### What to do
Can you express the records below as a CSV with two columns headed request and answer, one row for each request? Put the request's text and its answer each in a single quoted field, replacing line breaks with spaces.
****
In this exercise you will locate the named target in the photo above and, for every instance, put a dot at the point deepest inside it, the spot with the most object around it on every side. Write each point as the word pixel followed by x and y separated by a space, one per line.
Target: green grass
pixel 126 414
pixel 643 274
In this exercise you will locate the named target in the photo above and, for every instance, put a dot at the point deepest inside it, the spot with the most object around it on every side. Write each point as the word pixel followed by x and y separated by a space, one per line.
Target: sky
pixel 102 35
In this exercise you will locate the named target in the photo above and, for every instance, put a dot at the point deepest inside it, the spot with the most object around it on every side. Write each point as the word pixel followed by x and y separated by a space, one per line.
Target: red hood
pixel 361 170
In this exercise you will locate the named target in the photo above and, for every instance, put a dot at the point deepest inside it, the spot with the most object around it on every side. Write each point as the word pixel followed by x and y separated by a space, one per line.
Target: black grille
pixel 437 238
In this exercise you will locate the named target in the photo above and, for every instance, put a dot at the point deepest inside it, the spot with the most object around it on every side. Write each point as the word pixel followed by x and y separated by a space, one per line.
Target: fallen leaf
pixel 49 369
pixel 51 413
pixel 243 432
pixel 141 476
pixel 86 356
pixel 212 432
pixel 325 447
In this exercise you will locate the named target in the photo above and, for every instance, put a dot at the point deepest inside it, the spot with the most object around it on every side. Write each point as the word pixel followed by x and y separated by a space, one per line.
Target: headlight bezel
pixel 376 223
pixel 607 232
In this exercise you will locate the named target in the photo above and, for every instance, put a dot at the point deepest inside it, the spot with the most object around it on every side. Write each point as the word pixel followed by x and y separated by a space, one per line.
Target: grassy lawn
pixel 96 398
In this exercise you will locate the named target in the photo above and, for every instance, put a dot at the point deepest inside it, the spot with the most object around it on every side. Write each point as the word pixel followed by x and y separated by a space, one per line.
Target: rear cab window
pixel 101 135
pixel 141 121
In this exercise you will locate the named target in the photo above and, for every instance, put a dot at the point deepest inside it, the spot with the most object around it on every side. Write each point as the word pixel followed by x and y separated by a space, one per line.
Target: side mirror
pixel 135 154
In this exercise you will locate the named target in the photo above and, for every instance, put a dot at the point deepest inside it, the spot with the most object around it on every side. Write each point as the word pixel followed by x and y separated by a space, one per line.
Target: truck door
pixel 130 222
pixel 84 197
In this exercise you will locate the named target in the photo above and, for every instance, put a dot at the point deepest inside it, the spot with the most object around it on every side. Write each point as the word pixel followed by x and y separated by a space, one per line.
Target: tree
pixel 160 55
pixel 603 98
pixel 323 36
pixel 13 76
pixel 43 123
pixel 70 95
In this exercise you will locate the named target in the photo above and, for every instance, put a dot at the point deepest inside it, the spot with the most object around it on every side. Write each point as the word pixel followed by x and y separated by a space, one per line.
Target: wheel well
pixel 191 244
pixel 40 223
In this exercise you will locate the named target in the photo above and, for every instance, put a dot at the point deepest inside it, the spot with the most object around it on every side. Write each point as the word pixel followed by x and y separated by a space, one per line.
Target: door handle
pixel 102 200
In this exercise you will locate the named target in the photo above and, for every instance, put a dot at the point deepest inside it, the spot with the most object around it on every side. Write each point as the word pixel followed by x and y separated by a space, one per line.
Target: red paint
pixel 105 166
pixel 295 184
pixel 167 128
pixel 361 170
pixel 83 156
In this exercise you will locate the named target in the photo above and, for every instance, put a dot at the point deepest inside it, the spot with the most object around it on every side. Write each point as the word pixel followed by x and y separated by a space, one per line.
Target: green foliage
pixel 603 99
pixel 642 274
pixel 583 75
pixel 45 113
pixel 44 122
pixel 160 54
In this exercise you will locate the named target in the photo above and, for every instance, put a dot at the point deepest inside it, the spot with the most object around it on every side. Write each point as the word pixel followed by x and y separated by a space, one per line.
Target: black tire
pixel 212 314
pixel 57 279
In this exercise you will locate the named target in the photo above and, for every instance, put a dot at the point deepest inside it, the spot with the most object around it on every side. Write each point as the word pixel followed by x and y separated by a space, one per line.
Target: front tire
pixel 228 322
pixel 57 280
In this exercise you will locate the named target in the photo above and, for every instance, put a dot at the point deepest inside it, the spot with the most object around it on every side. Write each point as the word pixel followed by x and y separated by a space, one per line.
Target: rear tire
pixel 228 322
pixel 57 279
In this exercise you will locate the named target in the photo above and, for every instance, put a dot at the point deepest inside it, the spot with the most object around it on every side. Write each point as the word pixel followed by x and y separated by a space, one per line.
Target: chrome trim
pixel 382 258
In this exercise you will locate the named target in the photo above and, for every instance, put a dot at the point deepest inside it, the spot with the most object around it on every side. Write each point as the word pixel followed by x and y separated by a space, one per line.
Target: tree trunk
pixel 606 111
****
### Output below
request,answer
"In this exercise you will locate the named target in the photo above and, for every instance, put a dot at the point deepest inside it, the spot with the most object around it on every side. Write each point as the word pixel followed by x and y separated by a space, one per line. Target: green grass","pixel 126 414 pixel 643 274"
"In this exercise you will locate the named target in the photo above and, for every instance, put a dot at the point deepest inside it, the spot with the most object around it on every side. Write each point as the word pixel followed by x and y separated by a space, one per line. Target: sky","pixel 102 35"
"In this exercise you will locate the named target in the photo above and, for every instance, put a dot at the point deepest inside it, the spot with the most object around it on every side. Write each point as the word pixel followed by x and y separated by a space, one per line. Target: red hood","pixel 361 170"
"In this exercise you will locate the named target in the photo above and, for every instance, put a dot at the point deepest inside it, the spot with the most object around it on every side. Write each point as the word pixel followed by x and y separated by a space, one per line. Target: black grille","pixel 437 238"
"In this exercise you will locate the named target in the photo above and, for every instance, put a dot at the point deepest inside it, the spot with the most object around it on every side. Write each point as the word pixel followed by x and y separated by a space, one per line. Target: fallen leaf","pixel 49 369 pixel 51 413 pixel 243 432 pixel 141 476 pixel 86 356 pixel 212 432 pixel 325 447"
"In this exercise you will locate the named target in the photo above and, for every instance, put a dot at the point deepest inside it, the spot with the most object around it on every side. Write each point as the word pixel followed by x and y separated by a space, one per line. Target: headlight bezel","pixel 376 223 pixel 607 232"
"In this exercise you will locate the named target in the photo above and, for every instance, put a dot at the point deepest inside it, the spot with the most object around it on every side. Write each point as the word pixel followed by x and y separated by a space, one per line. Target: grassy lawn","pixel 96 398"
"In this exercise you will locate the named target in the photo above and, for every instance, put a dot at the point deepest inside it, the spot with the most object around it on every side. Write each point as the word pixel followed by x and y separated by a space, one per line. Target: rear cab window","pixel 101 135 pixel 141 121"
"In this exercise you will locate the named target in the photo above and, for every instance, put a dot at the point deepest inside it, the spot with the most object around it on every side. Write each point as the word pixel followed by x and y separated by a space, one per line. Target: side mirror","pixel 135 154"
"In this exercise you will locate the named target in the photo above and, for every instance, put a dot at the point deepest inside it, the spot with the most object around it on every side. Write each point as the word pixel followed by x and y separated by a space, one per line. Target: truck door","pixel 130 222 pixel 84 197"
"In this exercise you will locate the named target in the photo above and, for every instance, put a dot at the point deepest inside it, the spot with the most object around it on every side. Write each point as the word pixel followed by x and y separated by a space, one per line. Target: tree","pixel 160 55 pixel 603 98 pixel 323 36 pixel 13 76 pixel 43 123 pixel 70 95"
"In this exercise you will locate the named target in the photo above and, for every instance, put a dot at the point deepest inside it, the spot with the most object around it on every side. Write each point as the word pixel followed by x and y separated by a space, one per line. Target: wheel well","pixel 191 244 pixel 40 223"
"In this exercise you will locate the named target in the photo above and, for every instance, put a dot at the point deepest inside it, the spot with the most object around it on every side. Write each point as the word pixel followed by x and y separated by a space, one per line. Target: door handle","pixel 102 200"
"In this exercise you will locate the named target in the photo above and, for every instance, put a dot at the point deepest inside it, the spot with the most object around it on every side. Write each point as the word pixel followed by x and y separated by a space, one per line. Target: red paint","pixel 105 166 pixel 295 184 pixel 167 128 pixel 361 170 pixel 83 156"
"In this exercise you will locate the named target in the photo above and, for every instance, put a dot at the point deepest inside it, the spot with the most object around it on every side. Write each point as the word pixel followed by x and y separated by a space, one per line. Target: green foliage","pixel 603 99 pixel 642 274 pixel 583 75 pixel 45 113 pixel 44 122 pixel 160 54"
"In this exercise you will locate the named target in the photo above and, for every instance, put a dot at the point deepest inside it, the spot with the most object around it on every side. Write each point as the word pixel followed by x and y separated by a space, one per line. Target: black tire","pixel 212 314 pixel 57 279"
"In this exercise you will locate the named target in the photo above and, for every instance, put a dot at the point deepest inside it, the spot with the most object around it on every side. Write each point as the word pixel followed by x and y separated by a space, one per line. Target: front tire","pixel 228 322 pixel 57 280"
"In this exercise you will locate the named target in the photo above and, for every instance, put a dot at the point deepest inside it, the spot with the most object around it on every side. Write each point as the word pixel followed by x and y separated by a space, one per line. Target: rear tire","pixel 228 322 pixel 57 279"
"In this exercise you will locate the named target in the photo above and, for every instance, put a dot at the point deepest inside it, the spot with the most object around it on every side. Write each point as the word pixel followed by x and y separated by a space, one per line. Target: chrome trim","pixel 382 258"
"In this exercise you will locate the named target in the photo above and, for every instance, put a dot at the point deepest inside it, the spot with the most object around it on every side. Write each point as the word pixel followed by x and y separated by a space, one per line. Target: tree trunk","pixel 606 111"